Passage to read ▸
Rainer Weiss, Kip Thorne, and Barry Barish received the Nobel Prize for Physics for their discovery of gravitational wave: distortions in the fabric of space and time.
They led the Laser Interferometer Gravitational-Wave Observatory (LIGO) project and helped to make and keep it a reality. However, the hundreds of scientists in LIGO that actually made the discovery received none of this recognition. The Nobel Prize committee’s refusal to award prizes to groups or collaborations is causing problems and giving a misleading impression of how a lot of science is actually done.
The same issues crop up all across science. Jacques Dubochet, Joachim Frank, and Richard Henderson won the Chemistry Nobel Prize for the development of cryo-electron microscopy, which both improves and simplifies the imaging of biomolecules, while the Nobel Prize in Physiology or Medicine went to Jeffrey C. Hall, Michael Rosbash, and Michael W. Young for their discoveries of molecular mechanisms controlling the circadian rhythm.

What the task requires ▸ Quote the part of the Nobel Prize text starting with "Rainer Weiss, Kip" and going on through "is actually done.", word for word.

Records provided ▸
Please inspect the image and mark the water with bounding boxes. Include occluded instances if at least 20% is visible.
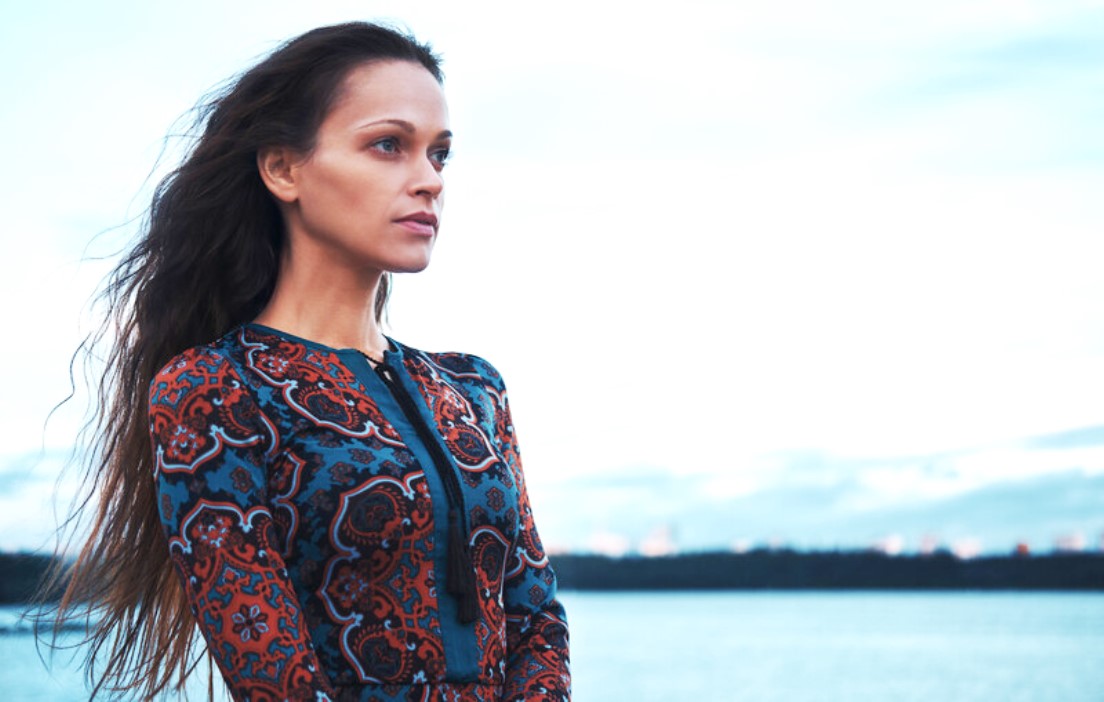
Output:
[0,592,1104,702]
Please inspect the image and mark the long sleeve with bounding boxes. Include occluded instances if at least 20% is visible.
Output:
[492,373,571,702]
[149,349,335,702]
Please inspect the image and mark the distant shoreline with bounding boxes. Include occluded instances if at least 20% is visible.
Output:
[551,550,1104,591]
[0,549,1104,604]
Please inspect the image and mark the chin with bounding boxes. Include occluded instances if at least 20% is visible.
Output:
[388,257,429,273]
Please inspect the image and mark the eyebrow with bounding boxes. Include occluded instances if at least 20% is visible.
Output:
[357,118,453,139]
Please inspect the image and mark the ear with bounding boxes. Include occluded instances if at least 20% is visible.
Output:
[257,147,299,204]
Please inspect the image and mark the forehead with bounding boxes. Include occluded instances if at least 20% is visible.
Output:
[322,61,448,131]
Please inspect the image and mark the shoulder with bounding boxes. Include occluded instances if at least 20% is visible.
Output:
[400,344,506,392]
[149,332,250,404]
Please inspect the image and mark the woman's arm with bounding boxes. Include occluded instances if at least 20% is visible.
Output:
[149,349,335,702]
[502,469,571,702]
[487,364,571,702]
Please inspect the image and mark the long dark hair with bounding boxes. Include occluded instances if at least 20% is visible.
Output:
[44,22,443,699]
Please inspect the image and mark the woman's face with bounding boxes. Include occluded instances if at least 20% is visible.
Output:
[277,61,452,273]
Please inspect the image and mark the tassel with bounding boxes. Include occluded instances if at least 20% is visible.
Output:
[447,509,479,624]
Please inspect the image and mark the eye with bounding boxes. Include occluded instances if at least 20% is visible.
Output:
[371,137,400,153]
[429,147,453,168]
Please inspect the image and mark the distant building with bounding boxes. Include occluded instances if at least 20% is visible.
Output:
[1054,531,1085,553]
[951,536,981,561]
[640,524,678,556]
[870,534,904,555]
[590,531,629,559]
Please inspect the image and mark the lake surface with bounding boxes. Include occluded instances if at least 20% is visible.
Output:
[0,592,1104,702]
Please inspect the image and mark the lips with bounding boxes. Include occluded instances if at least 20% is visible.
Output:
[395,212,437,236]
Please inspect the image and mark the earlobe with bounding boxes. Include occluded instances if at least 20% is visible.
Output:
[257,147,299,203]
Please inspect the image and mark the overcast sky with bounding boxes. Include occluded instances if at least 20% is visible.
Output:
[0,0,1104,549]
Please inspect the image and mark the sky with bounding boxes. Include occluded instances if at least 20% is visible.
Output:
[0,0,1104,554]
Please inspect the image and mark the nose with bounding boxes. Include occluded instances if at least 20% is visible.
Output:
[411,159,445,200]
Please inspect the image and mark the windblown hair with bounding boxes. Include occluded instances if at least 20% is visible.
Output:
[43,22,443,699]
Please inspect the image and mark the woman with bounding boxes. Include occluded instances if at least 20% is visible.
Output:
[50,23,570,701]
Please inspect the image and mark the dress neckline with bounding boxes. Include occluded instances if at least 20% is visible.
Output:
[241,321,403,360]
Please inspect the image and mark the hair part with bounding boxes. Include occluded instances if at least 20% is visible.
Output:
[40,22,443,699]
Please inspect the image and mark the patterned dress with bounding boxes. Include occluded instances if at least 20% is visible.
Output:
[149,325,571,702]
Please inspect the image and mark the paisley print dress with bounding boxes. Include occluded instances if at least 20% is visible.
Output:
[149,325,571,702]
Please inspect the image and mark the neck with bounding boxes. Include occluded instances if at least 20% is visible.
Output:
[254,245,388,357]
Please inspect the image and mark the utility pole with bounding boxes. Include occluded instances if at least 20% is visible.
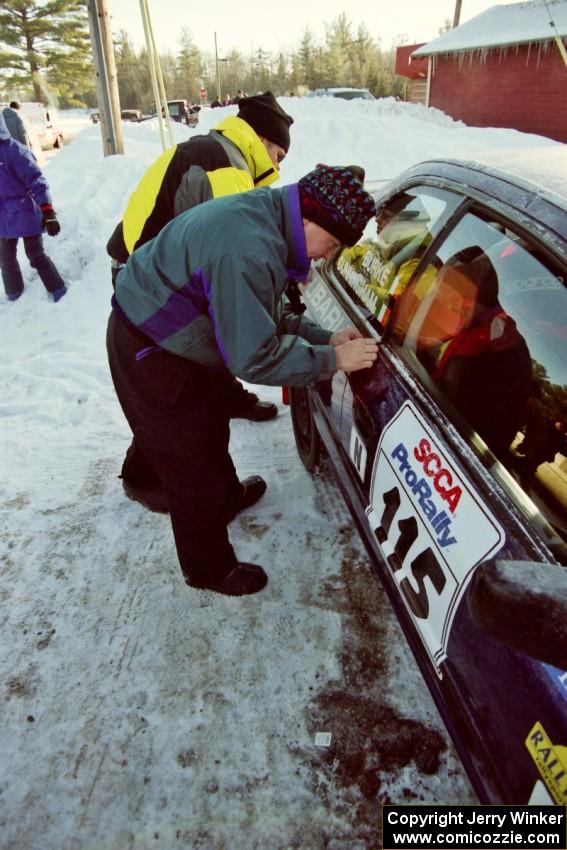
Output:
[87,0,124,156]
[453,0,463,29]
[215,33,220,101]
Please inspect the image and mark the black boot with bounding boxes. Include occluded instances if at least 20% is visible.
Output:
[230,392,278,422]
[185,562,268,596]
[226,475,268,524]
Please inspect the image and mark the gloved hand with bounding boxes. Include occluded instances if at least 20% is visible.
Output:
[41,204,61,236]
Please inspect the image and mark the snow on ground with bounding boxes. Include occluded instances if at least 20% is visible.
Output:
[0,98,562,850]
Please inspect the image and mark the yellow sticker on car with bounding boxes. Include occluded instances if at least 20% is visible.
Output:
[526,722,567,806]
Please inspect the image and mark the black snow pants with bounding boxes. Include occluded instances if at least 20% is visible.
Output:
[106,311,242,582]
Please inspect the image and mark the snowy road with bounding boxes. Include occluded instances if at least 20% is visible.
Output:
[0,398,475,850]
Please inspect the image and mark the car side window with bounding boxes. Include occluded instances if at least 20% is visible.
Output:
[335,186,462,332]
[391,213,567,539]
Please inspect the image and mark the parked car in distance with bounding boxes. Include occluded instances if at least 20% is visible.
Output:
[167,100,201,127]
[20,102,64,151]
[120,109,144,122]
[289,151,567,805]
[307,88,376,100]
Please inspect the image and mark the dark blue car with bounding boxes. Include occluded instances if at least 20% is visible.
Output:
[290,157,567,805]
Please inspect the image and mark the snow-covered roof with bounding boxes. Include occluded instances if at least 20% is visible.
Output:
[412,0,567,57]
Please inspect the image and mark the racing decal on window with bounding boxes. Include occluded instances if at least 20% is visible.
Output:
[526,723,567,806]
[366,402,505,676]
[349,425,368,481]
[302,280,352,332]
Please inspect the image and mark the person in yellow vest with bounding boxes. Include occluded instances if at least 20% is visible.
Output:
[107,91,293,513]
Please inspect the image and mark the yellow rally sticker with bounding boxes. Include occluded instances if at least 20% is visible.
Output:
[526,723,567,805]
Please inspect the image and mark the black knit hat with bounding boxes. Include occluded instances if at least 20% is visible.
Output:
[237,91,293,152]
[297,164,376,245]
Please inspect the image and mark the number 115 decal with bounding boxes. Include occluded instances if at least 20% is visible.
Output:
[366,402,505,675]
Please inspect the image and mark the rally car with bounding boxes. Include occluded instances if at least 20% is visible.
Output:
[290,154,567,805]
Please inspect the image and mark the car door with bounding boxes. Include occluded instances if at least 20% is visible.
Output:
[304,174,567,802]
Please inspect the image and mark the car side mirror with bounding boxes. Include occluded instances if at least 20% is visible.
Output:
[467,560,567,670]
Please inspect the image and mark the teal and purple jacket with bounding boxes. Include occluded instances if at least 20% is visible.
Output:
[113,184,336,386]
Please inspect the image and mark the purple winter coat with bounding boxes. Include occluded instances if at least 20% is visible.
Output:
[0,111,51,239]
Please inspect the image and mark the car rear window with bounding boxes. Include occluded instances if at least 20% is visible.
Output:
[335,186,462,333]
[391,212,567,540]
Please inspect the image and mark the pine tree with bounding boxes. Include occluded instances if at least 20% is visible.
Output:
[174,27,202,103]
[0,0,94,105]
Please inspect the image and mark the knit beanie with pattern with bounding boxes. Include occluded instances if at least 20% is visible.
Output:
[237,91,293,153]
[297,164,376,246]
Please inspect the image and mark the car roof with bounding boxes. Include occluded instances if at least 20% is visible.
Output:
[310,86,370,94]
[369,151,567,260]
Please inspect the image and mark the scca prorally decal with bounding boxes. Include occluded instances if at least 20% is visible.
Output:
[366,402,505,675]
[392,439,462,548]
[303,280,350,331]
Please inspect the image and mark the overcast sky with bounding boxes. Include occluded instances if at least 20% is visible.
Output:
[109,0,520,56]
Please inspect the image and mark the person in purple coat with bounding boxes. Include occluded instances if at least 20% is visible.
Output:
[0,112,67,301]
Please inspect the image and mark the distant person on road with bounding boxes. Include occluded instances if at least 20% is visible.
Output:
[107,165,377,596]
[107,92,293,512]
[0,109,67,301]
[2,100,31,148]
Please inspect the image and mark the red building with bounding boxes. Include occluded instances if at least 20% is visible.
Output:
[396,0,567,142]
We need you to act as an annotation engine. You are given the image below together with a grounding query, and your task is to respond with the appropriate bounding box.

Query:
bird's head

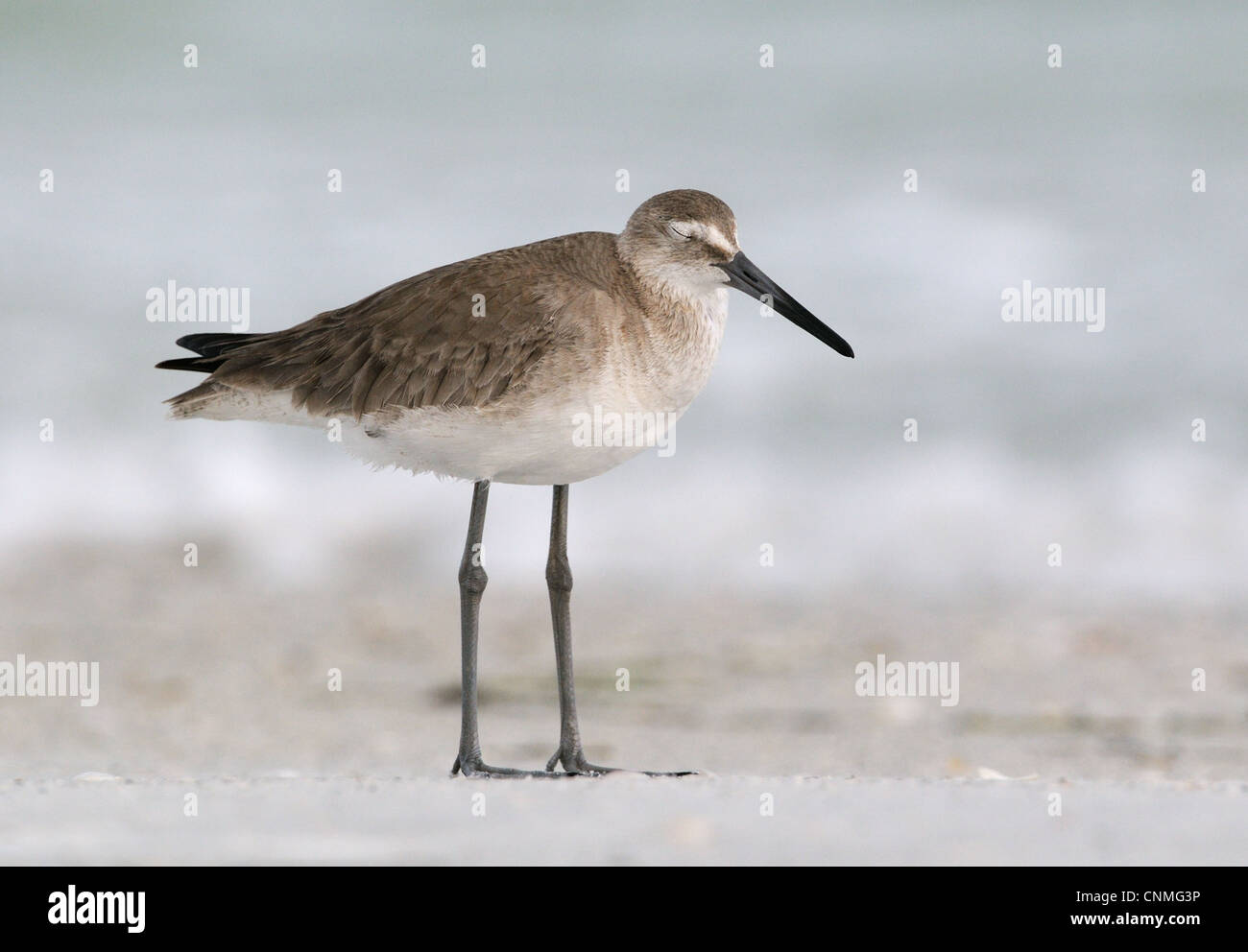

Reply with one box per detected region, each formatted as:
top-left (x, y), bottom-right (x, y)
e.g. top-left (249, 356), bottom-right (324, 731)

top-left (619, 188), bottom-right (853, 357)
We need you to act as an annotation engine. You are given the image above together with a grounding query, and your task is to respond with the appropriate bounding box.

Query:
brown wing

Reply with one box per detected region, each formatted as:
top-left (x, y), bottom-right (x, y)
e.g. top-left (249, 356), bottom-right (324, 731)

top-left (187, 233), bottom-right (619, 420)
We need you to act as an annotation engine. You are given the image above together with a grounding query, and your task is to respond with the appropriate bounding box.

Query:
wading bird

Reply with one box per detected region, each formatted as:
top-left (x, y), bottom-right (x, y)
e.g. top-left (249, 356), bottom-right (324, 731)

top-left (156, 190), bottom-right (853, 777)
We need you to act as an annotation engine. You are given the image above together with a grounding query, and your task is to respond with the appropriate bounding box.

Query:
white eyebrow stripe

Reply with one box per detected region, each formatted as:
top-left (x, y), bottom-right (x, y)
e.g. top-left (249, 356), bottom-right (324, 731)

top-left (668, 221), bottom-right (736, 257)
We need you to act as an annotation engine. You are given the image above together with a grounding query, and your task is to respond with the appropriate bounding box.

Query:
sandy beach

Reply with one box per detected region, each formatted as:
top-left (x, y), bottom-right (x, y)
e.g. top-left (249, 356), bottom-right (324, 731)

top-left (0, 539), bottom-right (1248, 864)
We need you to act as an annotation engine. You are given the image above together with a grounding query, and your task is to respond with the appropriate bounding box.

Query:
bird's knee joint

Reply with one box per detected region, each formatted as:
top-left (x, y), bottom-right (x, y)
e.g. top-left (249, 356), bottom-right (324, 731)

top-left (459, 565), bottom-right (490, 595)
top-left (546, 558), bottom-right (571, 591)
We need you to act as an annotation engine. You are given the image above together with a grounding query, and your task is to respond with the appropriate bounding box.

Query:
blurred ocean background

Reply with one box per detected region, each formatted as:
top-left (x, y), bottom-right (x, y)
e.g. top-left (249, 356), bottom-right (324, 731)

top-left (0, 1), bottom-right (1248, 798)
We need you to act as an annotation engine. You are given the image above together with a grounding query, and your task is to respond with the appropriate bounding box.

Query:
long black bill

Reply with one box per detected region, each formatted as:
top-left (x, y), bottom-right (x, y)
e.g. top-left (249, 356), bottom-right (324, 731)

top-left (715, 250), bottom-right (853, 357)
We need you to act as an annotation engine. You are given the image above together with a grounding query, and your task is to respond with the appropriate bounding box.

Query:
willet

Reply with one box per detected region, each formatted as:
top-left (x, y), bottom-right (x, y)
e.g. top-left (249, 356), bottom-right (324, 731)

top-left (156, 190), bottom-right (853, 776)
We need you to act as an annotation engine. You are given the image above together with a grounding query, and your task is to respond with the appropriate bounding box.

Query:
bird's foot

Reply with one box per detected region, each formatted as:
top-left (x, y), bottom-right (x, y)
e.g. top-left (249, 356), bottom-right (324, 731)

top-left (546, 748), bottom-right (698, 777)
top-left (450, 753), bottom-right (571, 780)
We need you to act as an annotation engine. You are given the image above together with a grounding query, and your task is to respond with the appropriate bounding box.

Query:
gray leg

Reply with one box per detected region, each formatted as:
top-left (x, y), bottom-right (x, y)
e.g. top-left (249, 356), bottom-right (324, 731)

top-left (450, 479), bottom-right (564, 777)
top-left (546, 486), bottom-right (695, 777)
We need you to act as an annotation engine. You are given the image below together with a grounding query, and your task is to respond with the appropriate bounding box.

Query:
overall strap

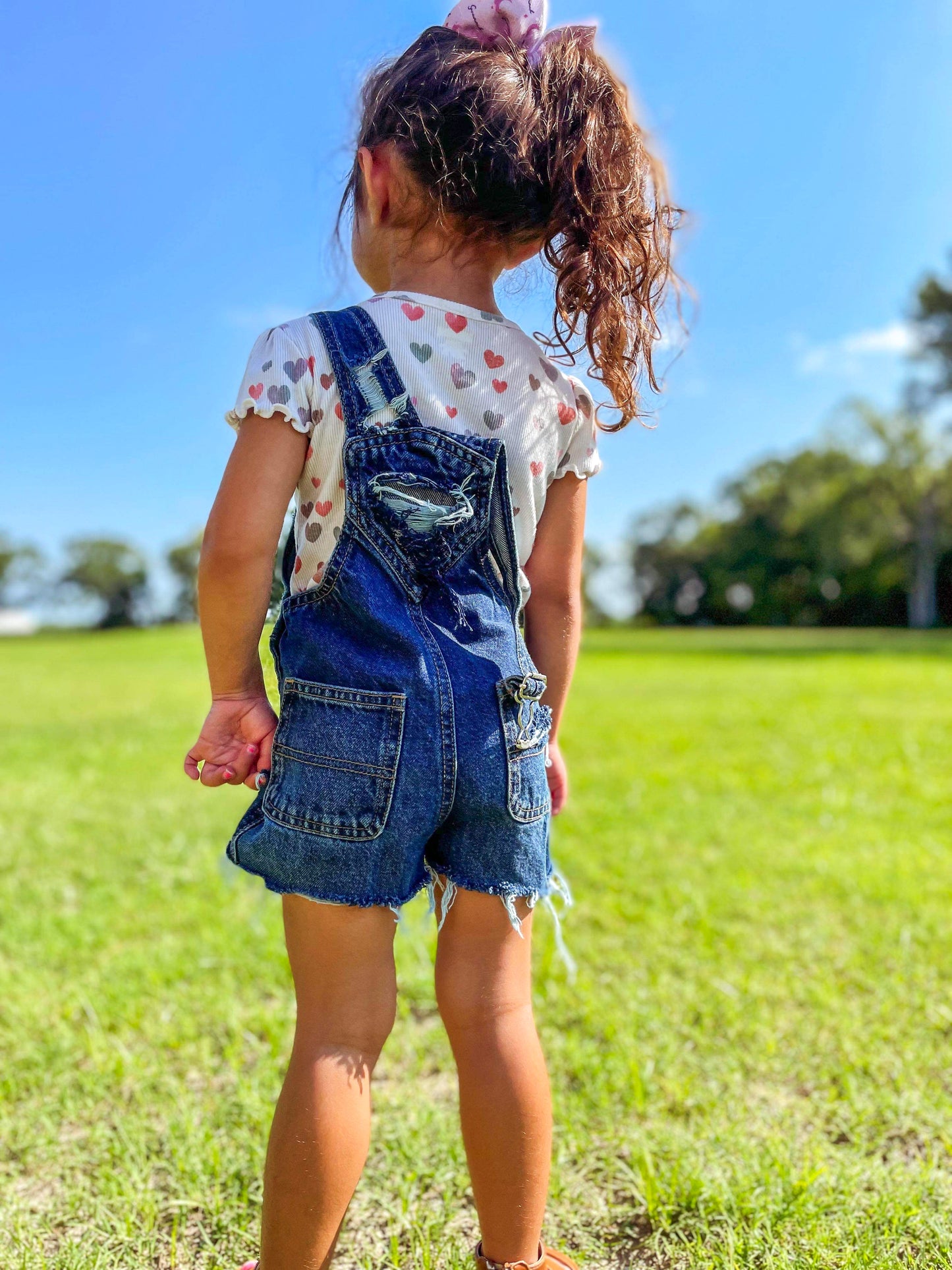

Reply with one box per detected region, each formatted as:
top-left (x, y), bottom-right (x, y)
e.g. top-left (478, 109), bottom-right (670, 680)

top-left (311, 304), bottom-right (420, 437)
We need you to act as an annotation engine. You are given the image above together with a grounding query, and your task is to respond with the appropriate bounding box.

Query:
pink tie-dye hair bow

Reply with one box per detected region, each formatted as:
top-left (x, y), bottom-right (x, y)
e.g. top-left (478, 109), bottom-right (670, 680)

top-left (444, 0), bottom-right (596, 63)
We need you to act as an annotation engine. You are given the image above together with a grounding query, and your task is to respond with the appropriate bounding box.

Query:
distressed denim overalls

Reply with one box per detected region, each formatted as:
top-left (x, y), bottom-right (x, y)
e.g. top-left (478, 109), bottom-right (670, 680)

top-left (229, 307), bottom-right (567, 927)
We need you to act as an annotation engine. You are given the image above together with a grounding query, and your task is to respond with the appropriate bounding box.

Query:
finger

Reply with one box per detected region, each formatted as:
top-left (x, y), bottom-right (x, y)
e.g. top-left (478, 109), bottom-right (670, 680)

top-left (202, 759), bottom-right (226, 789)
top-left (225, 743), bottom-right (258, 785)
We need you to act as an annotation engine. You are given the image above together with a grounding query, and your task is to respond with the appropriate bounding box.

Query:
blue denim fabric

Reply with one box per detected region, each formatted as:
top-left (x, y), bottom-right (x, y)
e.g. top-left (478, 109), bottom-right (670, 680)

top-left (227, 307), bottom-right (552, 917)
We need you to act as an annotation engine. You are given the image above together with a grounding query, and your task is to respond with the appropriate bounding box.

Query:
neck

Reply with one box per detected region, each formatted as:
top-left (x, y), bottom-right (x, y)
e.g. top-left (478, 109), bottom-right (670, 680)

top-left (389, 254), bottom-right (507, 314)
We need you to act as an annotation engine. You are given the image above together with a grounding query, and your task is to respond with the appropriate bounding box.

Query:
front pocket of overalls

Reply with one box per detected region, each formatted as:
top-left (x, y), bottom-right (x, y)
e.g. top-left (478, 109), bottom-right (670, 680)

Response ▸
Rainer Weiss, Kip Thorne, and Barry Barish received the Nobel Prize for Physics for their discovery of gravitational wave: distortions in the fabric of space and time.
They led the Laser Interferometer Gravitational-Wave Observatory (LIGO) project and helped to make and keep it a reality. However, the hundreds of scientists in LIGO that actually made the discovery received none of this recognition. The Nobel Prize committee’s refusal to award prizes to groups or collaborations is causing problems and giving a misleading impression of how a lot of science is actually done.